**Problem:** Every line with the string "Outline" should be copied from the data.

**Materials provided:**

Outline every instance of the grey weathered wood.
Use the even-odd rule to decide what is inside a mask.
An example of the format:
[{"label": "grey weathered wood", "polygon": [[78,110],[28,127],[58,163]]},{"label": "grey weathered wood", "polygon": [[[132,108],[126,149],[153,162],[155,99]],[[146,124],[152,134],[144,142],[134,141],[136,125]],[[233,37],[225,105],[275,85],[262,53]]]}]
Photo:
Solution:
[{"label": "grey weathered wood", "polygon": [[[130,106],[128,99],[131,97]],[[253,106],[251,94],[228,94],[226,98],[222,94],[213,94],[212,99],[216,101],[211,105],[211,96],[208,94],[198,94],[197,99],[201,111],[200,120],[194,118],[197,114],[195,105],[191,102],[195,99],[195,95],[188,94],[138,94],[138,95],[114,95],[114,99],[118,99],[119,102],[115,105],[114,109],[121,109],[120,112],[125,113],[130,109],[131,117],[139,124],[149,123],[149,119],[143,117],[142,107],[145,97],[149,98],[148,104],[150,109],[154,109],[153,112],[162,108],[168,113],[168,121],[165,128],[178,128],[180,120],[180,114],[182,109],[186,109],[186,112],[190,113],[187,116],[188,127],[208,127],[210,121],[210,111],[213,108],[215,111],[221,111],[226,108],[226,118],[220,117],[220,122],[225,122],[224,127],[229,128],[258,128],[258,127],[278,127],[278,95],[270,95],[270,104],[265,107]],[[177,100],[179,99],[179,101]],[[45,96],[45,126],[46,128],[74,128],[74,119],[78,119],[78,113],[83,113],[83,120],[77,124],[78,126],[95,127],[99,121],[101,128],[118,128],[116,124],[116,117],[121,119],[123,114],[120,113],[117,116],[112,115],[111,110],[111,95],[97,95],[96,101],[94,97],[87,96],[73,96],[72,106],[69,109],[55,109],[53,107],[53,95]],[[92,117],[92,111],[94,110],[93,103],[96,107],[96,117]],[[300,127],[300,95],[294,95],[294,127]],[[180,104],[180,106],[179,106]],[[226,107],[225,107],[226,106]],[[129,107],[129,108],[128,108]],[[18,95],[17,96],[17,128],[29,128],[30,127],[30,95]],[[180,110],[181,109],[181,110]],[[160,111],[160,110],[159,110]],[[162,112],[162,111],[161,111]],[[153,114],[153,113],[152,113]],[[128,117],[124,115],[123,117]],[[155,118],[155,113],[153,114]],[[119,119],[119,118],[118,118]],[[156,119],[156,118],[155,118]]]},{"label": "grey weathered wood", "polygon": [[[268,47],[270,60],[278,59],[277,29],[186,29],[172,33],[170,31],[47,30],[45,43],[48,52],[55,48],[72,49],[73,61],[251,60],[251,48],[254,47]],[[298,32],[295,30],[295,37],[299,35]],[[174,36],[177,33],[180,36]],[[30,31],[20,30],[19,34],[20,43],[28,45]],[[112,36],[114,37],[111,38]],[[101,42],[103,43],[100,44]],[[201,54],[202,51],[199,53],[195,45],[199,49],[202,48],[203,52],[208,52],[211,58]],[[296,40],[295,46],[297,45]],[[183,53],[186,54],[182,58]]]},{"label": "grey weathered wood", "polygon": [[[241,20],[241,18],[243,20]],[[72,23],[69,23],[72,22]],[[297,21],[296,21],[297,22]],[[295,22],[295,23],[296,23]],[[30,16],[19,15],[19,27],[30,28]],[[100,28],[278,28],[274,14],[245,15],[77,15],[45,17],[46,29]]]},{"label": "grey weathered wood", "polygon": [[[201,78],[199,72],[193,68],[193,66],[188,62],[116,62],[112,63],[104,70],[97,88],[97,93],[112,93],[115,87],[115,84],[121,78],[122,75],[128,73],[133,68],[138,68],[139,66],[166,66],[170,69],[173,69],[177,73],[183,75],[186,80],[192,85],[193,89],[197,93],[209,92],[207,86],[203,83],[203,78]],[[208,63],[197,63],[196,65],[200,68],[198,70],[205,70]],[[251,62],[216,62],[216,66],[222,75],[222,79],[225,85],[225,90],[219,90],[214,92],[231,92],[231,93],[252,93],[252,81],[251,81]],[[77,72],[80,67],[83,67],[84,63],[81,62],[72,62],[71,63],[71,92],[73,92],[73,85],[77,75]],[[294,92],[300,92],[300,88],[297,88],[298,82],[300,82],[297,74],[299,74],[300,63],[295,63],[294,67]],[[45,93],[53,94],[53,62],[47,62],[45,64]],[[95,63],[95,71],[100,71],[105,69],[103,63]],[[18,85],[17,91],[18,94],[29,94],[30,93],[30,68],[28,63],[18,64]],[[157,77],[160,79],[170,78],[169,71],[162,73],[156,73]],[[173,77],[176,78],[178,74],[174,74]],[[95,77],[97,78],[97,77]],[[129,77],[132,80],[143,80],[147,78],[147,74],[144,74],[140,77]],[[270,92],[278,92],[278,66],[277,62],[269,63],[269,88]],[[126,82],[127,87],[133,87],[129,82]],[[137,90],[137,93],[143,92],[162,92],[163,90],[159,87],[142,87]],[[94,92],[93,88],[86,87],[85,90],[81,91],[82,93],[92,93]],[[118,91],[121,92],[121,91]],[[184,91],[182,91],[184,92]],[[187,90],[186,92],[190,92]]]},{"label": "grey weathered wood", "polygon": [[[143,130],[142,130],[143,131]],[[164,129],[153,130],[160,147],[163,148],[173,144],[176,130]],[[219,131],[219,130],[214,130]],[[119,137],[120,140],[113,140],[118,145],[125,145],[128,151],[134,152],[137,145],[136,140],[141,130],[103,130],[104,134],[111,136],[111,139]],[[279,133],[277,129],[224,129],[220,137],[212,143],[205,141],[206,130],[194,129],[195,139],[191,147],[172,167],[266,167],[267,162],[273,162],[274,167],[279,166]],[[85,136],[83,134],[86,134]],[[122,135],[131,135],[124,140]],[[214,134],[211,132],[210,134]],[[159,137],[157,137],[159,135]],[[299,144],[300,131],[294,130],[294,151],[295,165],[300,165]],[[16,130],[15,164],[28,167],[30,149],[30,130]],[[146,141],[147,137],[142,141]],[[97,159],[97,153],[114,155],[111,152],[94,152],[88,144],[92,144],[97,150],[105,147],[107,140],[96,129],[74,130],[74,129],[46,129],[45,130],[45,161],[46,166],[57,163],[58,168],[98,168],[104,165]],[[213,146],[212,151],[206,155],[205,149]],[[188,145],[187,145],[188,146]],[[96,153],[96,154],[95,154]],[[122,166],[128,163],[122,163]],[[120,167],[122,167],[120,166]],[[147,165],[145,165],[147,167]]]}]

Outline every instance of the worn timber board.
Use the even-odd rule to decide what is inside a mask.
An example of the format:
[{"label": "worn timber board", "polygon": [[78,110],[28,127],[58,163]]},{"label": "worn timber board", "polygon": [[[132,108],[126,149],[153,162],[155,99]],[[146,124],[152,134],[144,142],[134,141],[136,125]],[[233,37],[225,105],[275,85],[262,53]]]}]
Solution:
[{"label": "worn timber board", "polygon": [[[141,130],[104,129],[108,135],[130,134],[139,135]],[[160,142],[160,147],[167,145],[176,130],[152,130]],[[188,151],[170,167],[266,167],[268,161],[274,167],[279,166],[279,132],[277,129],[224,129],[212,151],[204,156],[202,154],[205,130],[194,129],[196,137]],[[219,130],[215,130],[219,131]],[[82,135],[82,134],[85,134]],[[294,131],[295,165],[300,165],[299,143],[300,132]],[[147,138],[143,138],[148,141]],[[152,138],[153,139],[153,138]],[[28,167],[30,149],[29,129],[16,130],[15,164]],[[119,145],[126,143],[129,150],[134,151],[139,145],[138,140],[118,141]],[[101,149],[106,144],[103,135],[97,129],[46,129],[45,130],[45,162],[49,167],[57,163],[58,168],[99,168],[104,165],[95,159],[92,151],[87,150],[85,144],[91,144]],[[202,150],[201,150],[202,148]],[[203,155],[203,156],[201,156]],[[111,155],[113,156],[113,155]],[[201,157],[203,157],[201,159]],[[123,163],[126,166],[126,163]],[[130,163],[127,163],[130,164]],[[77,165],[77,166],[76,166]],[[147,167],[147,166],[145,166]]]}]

**Response:**
Outline every instance of the grey weathered wood.
Outline every instance of the worn timber board.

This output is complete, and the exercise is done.